### Required work
Copy each of the records below word for word, leaving out the pictures.

### Task inputs

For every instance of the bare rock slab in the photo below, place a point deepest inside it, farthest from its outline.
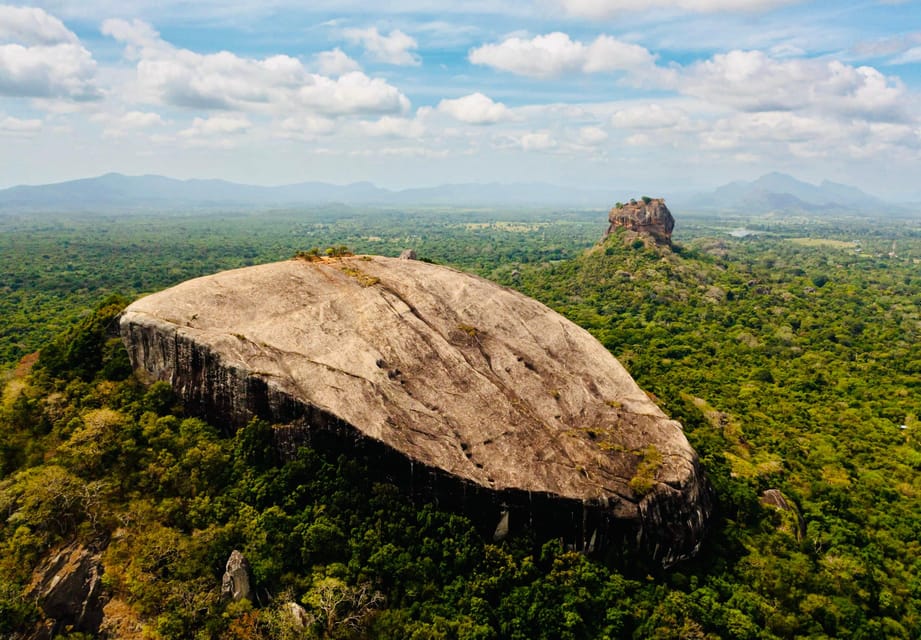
(486, 395)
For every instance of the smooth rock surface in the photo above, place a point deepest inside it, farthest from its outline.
(446, 370)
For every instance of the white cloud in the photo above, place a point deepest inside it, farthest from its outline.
(475, 108)
(536, 141)
(591, 136)
(651, 116)
(306, 127)
(140, 120)
(10, 126)
(390, 127)
(606, 8)
(131, 121)
(556, 53)
(752, 81)
(221, 125)
(335, 63)
(352, 93)
(41, 58)
(223, 80)
(30, 26)
(909, 56)
(394, 48)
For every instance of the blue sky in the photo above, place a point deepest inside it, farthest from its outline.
(655, 95)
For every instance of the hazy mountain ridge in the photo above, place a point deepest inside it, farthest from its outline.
(781, 193)
(115, 190)
(771, 193)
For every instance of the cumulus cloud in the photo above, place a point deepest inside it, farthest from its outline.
(591, 136)
(556, 53)
(41, 58)
(530, 141)
(391, 127)
(651, 116)
(225, 81)
(10, 126)
(605, 8)
(131, 121)
(306, 127)
(394, 48)
(220, 125)
(335, 63)
(752, 81)
(475, 108)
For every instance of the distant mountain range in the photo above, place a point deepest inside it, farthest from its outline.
(780, 193)
(113, 192)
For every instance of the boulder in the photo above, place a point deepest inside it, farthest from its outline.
(235, 584)
(68, 589)
(648, 216)
(791, 520)
(456, 388)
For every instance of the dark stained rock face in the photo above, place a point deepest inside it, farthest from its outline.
(458, 389)
(650, 217)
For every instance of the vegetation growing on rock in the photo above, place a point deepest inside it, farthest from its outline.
(778, 386)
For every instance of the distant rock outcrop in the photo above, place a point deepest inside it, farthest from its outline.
(648, 215)
(235, 584)
(458, 389)
(68, 588)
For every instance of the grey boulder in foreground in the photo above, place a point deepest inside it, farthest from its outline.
(456, 388)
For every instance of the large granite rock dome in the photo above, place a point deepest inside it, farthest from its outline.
(491, 393)
(649, 216)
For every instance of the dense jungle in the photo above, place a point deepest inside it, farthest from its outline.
(787, 347)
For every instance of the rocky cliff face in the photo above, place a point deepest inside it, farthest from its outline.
(649, 216)
(458, 389)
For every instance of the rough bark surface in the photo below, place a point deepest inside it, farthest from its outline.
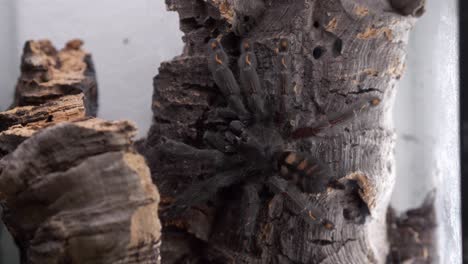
(20, 123)
(48, 74)
(341, 50)
(78, 193)
(412, 235)
(72, 187)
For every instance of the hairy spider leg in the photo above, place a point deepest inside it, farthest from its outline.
(218, 63)
(336, 118)
(250, 82)
(201, 192)
(300, 204)
(249, 214)
(177, 149)
(307, 172)
(283, 62)
(217, 141)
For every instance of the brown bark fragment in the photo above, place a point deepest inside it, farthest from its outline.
(78, 193)
(49, 74)
(72, 188)
(412, 235)
(332, 68)
(20, 123)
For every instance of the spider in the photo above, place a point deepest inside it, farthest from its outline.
(250, 149)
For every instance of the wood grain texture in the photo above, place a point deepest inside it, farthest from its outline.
(20, 123)
(72, 187)
(342, 51)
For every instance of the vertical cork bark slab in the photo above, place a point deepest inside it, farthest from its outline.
(342, 50)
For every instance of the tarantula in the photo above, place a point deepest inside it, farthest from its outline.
(250, 149)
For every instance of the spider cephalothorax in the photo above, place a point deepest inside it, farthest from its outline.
(250, 146)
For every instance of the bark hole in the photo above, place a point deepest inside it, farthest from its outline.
(318, 52)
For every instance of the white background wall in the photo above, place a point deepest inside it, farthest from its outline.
(129, 39)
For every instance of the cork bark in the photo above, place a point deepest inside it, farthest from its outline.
(72, 187)
(342, 50)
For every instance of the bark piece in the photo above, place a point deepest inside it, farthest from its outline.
(412, 235)
(342, 50)
(78, 193)
(48, 74)
(409, 7)
(20, 123)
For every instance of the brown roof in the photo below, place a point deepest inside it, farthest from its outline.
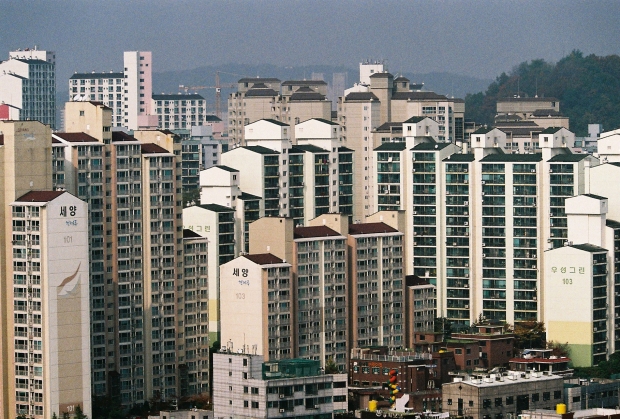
(76, 137)
(371, 228)
(264, 258)
(39, 196)
(189, 234)
(121, 136)
(150, 148)
(314, 231)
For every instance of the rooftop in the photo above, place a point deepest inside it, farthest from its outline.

### The result
For every instance of the bare rock slab in the photo below, place a point deepest inside it, farthest from its outline.
(486, 395)
For every instance of the smooth rock surface in the photo above, place a point deepest inside it, farthest from its outline.
(446, 370)
For every instance of the white cloud in the photo above, place a point deepest inside it, farthest from its outline.
(475, 108)
(536, 141)
(591, 136)
(651, 116)
(306, 127)
(140, 120)
(10, 126)
(390, 127)
(606, 8)
(131, 121)
(556, 53)
(752, 81)
(221, 125)
(335, 63)
(352, 93)
(41, 58)
(223, 80)
(30, 26)
(909, 56)
(394, 48)
For every instance of the blue sky in the photo above, place a point deepest inside it, farthest from its outline.
(655, 95)
For every instance of the hazy mountain ridge in the photo above, place a point deepest inside it, farthest from its outline.
(781, 193)
(115, 190)
(771, 193)
For every instance of the cumulus cloud in the photo above, place a point deepest inside it, farthest from its outline.
(591, 136)
(556, 53)
(41, 58)
(530, 141)
(391, 127)
(651, 116)
(225, 81)
(10, 126)
(605, 8)
(131, 121)
(306, 127)
(394, 48)
(220, 125)
(335, 63)
(752, 81)
(475, 108)
For every instance of the distant mountain range in the photo above, place a point deepest inside it, farthest from its outline.
(780, 193)
(113, 192)
For every instance of the boulder in the photo above, place a point deepest inside it, farthest from its outline.
(235, 584)
(68, 589)
(648, 216)
(791, 520)
(456, 388)
For every instance of the dark stained rock face in the photo above, place a point deepest inside it, farthest from its outline.
(458, 389)
(650, 217)
For every instance of the vegetation growing on rock in the photo above, place a point deepest inside it, farthest from its outline.
(778, 386)
For every instance of the distant rock outcrop in the photo above, place a point deepest inside it, farthest from its outline.
(648, 215)
(235, 584)
(458, 389)
(68, 588)
For every instance of the grey boulder in foreground in the photo above, place a point deepest inside it, farthest from its outline.
(456, 388)
For every instance of the large granite rock dome in the photo above, place a point deepest inside it, farthest from its outline.
(491, 393)
(649, 216)
For every instance of the dense jungle in the photo above, place a point deepest inside it, farthest from its outline.
(787, 347)
For every instance of the rocky cliff face in the photo above, place a point deepest inside it, farthest from its outline.
(649, 216)
(458, 389)
For every instance of the rough bark surface in the photo below, place a point deepest inside it, farthest from its outline.
(20, 123)
(48, 74)
(341, 50)
(78, 193)
(412, 235)
(72, 187)
For every instance of the hairy spider leg in the photo above, place a point deepest inside it, farthest from its outline.
(218, 63)
(336, 118)
(250, 82)
(201, 192)
(300, 204)
(249, 214)
(177, 149)
(307, 172)
(283, 62)
(217, 141)
For every instance of the brown bark fragment in the photo above, place a point deepest inside it, farthest from its outline.
(78, 193)
(49, 74)
(72, 188)
(412, 235)
(332, 68)
(20, 123)
For every instance of the spider in the photo above, place a point deepest inside it, farthest from its outline.
(250, 149)
For every instance of the wood grain texture in the photo above, place a point deepest inside it, farthest from its outline.
(20, 123)
(72, 187)
(342, 51)
For every instance of the vertical cork bark slab in the photo above, place a point deepest inside it, farthest from its outline.
(342, 50)
For every instance of the tarantula in the photo above, place a point deepest inside it, farthest from its outline.
(250, 149)
For every instance of the spider cephalothorax in the photo above, place a point deepest inside it, farthest from its outline.
(250, 146)
For every instance of the bark hole in the photo above, place a point deepest inside it, farthest from its outline.
(318, 52)
For every instance of the white background wall in the photo above, place a point deepest inside it, farthest from its outline.
(129, 39)
For every instance of the cork bark in the photo above, place a point deepest inside it, farthest from its outline.
(72, 187)
(342, 50)
For every instance of the bark piece in the photo above, place a point deepest inside it, farthest from its outline.
(412, 235)
(342, 50)
(78, 193)
(48, 74)
(409, 7)
(20, 123)
For every instance of the brown roof in the photo below, place a point deepest inside it, farthest from its outline.
(76, 137)
(371, 228)
(264, 258)
(39, 196)
(189, 234)
(121, 136)
(150, 148)
(314, 231)
For every instance of the rooftop in the photo above, place a point deepest inside it, farthest from its outline.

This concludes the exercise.